--- Begin Source document ---

Spoiler: [STEALTH] : "They'll never see it coming."




[Stealth] - (20/100) : You're harder to be caught if you stay still in darkness. Your sneak attack causes less noise than normal for double damage.
[Stealth] - (40/100) : You can blend into places with dim lights without being detected, even in closer range. Your sneak attack won't cause any noise at all, and now does 3 times more damage.
[Stealth] - (60/100) : You can move silently without any penalty of movement speed, being able to get in and out to safety before enemies ever notice you. Your sneak attack now does 4 time more damage.
[Stealth] - (80/100) : You're nimble and quick on your feet, being able to easily make your enemies lose your track. Your sneak attack does 5 times normal damage.
[Stealth] - (100/100) : You're an invisible murderer that move with the wind and have shadow at your back. You've mastered the technique to blend in within your surroundings even in your victims' plain sight, and your sneak attack is now 6 times deadlier than normal.


----------



## TheOneRealPotato (Dec 26, 2016)

Jin-Lust-4-Sin said:


> meanwhile "Tales of Deities" has been dragged on to the point I don't even know anymore...
> now, if you plan to include health, mana, stamina and stats in, though, lemme bring this to ya :
> 
> 
> ...



May I ask, who gave you permission to control someone's roleplay, or give suggestions to such an extent that you think it's certainly going to happen? God, your selfishness isn't limited, is it.


----------



## RileyTheOtter (Dec 26, 2016)

TheOneRealPotato said:


> May I ask, who gave you permission to control someone's roleplay, or give suggestions to such an extent that you think it's certainly going to happen? God, your selfishness isn't limited, is it.


Your being an asshole doesn't seem to have a limit. He was making a simple suggestion directly inspired by Oblivion, and yet here you are calling him selfish for making a suggestion on a system that Dragonmaster wants to implement anyway. Get to know people by their real personality before you judge them, not just how they rp.


----------



## TheOneRealPotato (Dec 26, 2016)

Abyssalrider said:


> Your being an asshole doesn't seem to have a limit. He was making a simple suggestion directly inspired by Oblivion, and yet here you are calling him selfish for making a suggestion on a system that Dragonmaster wants to implement anyway. Get to know people by their real personality before you judge them, not just how they rp.


I'm just saying. He constantly makes his characters more powerful than others and expects people to be fine with it, and planning things as if they are certainly going to happen makes him appear as if he thinks everybody would like it or as if he's better than anyone and as if he's saying 'Whatever I say goes'... I can just imagine it...

--- End Source document ---
--- Begin Excerpted data ---

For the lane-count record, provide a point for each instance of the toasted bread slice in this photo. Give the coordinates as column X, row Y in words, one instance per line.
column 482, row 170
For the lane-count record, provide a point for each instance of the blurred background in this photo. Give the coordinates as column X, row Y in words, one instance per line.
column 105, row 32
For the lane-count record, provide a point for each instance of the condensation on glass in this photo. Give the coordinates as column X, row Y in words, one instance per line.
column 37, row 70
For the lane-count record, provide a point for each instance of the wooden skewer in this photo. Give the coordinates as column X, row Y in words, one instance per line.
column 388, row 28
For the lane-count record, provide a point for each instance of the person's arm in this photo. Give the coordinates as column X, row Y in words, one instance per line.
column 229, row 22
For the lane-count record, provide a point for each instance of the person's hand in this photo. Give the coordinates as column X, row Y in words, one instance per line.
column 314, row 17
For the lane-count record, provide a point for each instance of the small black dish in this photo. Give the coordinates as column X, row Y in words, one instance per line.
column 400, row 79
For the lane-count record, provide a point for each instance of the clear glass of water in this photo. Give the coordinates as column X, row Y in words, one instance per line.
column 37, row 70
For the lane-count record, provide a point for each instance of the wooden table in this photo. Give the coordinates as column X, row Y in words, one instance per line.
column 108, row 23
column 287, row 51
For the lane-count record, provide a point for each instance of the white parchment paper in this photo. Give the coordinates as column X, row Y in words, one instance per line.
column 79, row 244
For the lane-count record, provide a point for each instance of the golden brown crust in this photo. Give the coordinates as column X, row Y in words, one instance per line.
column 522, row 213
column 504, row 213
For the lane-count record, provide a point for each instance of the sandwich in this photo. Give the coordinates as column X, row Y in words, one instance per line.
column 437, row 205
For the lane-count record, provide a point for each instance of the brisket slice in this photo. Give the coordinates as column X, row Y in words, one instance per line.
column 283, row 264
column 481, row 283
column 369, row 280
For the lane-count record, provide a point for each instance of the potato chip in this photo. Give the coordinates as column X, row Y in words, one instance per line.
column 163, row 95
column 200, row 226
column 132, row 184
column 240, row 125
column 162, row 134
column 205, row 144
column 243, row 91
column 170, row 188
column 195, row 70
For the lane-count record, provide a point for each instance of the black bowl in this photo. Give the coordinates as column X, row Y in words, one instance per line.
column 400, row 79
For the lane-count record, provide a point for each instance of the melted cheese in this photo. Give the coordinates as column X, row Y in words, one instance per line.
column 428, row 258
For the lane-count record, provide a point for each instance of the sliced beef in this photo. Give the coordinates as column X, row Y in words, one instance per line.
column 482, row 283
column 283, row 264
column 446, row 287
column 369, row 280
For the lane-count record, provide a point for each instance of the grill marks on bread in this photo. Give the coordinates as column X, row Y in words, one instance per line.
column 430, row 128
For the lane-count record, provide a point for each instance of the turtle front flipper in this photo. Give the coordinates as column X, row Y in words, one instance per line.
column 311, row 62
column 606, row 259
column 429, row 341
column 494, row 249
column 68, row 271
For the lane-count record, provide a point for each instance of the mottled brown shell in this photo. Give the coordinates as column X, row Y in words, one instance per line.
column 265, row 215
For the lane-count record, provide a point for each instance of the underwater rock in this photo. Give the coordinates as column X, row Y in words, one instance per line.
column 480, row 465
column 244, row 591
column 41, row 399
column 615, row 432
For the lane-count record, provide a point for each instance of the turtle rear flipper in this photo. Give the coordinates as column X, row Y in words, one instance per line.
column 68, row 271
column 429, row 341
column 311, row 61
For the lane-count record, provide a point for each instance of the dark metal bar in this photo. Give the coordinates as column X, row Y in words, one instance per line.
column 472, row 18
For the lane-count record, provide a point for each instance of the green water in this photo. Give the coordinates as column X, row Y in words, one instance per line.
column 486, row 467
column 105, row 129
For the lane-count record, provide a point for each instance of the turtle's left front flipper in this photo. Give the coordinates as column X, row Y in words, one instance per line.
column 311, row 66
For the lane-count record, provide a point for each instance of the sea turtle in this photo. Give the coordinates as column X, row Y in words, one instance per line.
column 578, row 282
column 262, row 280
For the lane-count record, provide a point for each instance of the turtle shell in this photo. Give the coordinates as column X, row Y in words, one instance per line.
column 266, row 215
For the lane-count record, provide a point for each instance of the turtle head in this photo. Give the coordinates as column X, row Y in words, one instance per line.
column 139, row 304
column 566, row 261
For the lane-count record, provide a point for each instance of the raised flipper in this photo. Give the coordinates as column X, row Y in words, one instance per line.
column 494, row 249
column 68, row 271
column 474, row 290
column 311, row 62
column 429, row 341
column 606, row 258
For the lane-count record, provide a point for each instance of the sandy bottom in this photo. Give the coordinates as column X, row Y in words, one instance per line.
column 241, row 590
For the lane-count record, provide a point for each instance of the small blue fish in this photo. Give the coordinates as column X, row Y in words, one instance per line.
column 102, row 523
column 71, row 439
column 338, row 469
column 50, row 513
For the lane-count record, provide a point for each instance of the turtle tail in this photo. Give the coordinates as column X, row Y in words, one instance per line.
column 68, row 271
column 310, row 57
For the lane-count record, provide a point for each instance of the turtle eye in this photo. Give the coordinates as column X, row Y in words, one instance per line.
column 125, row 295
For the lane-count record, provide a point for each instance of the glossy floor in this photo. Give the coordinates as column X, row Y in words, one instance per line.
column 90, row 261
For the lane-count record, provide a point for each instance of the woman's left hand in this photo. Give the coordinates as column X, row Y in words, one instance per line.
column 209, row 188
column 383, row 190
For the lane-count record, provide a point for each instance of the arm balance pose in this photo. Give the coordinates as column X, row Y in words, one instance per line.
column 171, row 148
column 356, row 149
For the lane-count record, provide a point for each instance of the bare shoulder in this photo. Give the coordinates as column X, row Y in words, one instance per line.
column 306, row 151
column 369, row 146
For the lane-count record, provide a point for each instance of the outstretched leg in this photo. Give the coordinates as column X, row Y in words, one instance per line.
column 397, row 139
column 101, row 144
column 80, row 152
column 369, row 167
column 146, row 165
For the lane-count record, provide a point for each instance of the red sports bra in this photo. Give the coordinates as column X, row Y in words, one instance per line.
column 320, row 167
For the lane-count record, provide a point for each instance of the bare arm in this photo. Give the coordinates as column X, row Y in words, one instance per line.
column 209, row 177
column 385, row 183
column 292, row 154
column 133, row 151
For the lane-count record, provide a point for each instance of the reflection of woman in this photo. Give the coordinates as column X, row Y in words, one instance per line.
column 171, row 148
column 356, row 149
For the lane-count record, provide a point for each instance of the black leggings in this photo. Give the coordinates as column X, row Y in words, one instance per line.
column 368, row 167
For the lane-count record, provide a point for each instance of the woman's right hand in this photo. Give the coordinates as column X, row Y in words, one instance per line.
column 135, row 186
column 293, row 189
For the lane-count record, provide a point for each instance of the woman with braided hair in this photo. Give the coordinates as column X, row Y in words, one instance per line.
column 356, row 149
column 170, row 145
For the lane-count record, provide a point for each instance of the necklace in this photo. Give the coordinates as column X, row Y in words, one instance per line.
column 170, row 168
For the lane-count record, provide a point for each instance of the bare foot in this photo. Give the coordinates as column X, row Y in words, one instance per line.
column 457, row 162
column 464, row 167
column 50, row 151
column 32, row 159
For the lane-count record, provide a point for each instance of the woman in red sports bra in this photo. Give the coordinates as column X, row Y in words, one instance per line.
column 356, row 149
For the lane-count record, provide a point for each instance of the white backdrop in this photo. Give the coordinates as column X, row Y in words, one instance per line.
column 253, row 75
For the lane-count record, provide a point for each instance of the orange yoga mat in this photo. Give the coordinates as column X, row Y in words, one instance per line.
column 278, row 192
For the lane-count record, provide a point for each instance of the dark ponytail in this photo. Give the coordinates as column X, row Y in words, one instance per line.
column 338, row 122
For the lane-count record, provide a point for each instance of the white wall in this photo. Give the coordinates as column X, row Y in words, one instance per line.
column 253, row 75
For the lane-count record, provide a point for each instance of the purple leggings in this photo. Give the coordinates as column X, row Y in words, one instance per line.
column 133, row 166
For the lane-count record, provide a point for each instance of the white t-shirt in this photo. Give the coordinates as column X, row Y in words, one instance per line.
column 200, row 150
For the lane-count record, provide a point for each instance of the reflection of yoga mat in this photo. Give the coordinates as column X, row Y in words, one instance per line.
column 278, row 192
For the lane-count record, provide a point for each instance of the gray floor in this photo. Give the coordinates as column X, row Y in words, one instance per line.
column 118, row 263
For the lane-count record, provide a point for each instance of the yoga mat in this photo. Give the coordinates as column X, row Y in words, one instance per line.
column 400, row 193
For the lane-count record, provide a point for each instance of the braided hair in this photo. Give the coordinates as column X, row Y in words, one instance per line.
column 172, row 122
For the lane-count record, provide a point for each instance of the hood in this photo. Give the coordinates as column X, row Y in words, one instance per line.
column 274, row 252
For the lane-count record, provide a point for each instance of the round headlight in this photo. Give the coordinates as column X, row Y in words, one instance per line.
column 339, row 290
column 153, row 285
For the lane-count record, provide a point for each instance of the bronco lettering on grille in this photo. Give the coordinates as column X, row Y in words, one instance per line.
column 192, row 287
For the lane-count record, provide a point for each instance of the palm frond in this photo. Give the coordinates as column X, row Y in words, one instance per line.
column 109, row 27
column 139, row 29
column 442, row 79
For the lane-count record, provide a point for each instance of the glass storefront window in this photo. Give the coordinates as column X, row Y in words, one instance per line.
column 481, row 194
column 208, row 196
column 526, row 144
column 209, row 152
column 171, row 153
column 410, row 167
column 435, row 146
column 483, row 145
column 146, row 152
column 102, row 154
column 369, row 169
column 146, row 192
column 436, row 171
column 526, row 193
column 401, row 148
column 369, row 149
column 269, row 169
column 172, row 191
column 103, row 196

--- End Excerpted data ---

# [Your tasks]
- a) Arrange every line of the entries, from the one containing "of the hood" down to the last line of the entries, as a JSON list of strings with one string per line and blank lines left out.
- b) Pick up the forum thread about the stealth skill at the point where it stops, and continue it.

# [Task-by-task results]
- a)
[
  "For the lane-count record, provide a point for each instance of the hood in this photo. Give the coordinates as column X, row Y in words, one instance per line.",
  "column 274, row 252",
  "For the lane-count record, provide a point for each instance of the round headlight in this photo. Give the coordinates as column X, row Y in words, one instance per line.",
  "column 339, row 290",
  "column 153, row 285",
  "For the lane-count record, provide a point for each instance of the bronco lettering on grille in this photo. Give the coordinates as column X, row Y in words, one instance per line.",
  "column 192, row 287",
  "For the lane-count record, provide a point for each instance of the palm frond in this photo. Give the coordinates as column X, row Y in words, one instance per line.",
  "column 109, row 27",
  "column 139, row 29",
  "column 442, row 79",
  "For the lane-count record, provide a point for each instance of the glass storefront window in this photo. Give the coordinates as column X, row Y in words, one instance per line.",
  "column 481, row 194",
  "column 208, row 196",
  "column 526, row 144",
  "column 209, row 152",
  "column 171, row 153",
  "column 410, row 167",
  "column 435, row 146",
  "column 483, row 145",
  "column 146, row 152",
  "column 102, row 154",
  "column 369, row 169",
  "column 146, row 192",
  "column 436, row 171",
  "column 526, row 193",
  "column 401, row 148",
  "column 369, row 149",
  "column 269, row 169",
  "column 172, row 191",
  "column 103, row 196"
]

- b)
			
				Jin-Lust-4-Sin said:
			
		

> What ever I say goes! Now...


----------



## RileyTheOtter (Dec 26, 2016)

If you got to know him, you'd learn he's in fact a kind and considerate person. you simply refuse to get that far.


----------



## TheOneRealPotato (Dec 26, 2016)

Anyway, let's get back on topic.

PS. I don't have to like everybody.


----------



## Jin-Lust-4-Sin (Dec 26, 2016)

TheOneRealPotato said:


> Anyway, let's get back on topic.
> 
> PS. I don't have to like everybody.


And not everybody has to agree with you, fella.


----------



## TheOneRealPotato (Dec 26, 2016)

Jin-Lust-4-Sin said:


> And not everybody has to agree with you, fella.


See?

ANYWAY...


----------



## LuciantheHugmage (Dec 28, 2016)

God, I'm late. Stuff turned up.

Please tell me that this squabble is resolved. It looks like it is, but experience tells me that's not always the case.

Anyways, I will be posting more stuff like Schools of Magic within the next day or two. Jin, I will take your suggestions into consideration, however at this point my Skill System is quite simple: HP,MP,SP, Attack, Magic Attack, Defense, Energy Defense, Agility, Intelligence, Wisdom, and Luck. Skill classes are pretty similar to perk trees in Skyrim. I haven't figured them out yet.



Spoiler: Skill System- works like DnD, sort of



HP is your health. Run out, and you're incapacitated.

MP is your magic energy. Used in spells, and if out of Stamina, Artes. Running out will reduce your Intelligence and Wisdom skills by 5-10 until your MP regenerates.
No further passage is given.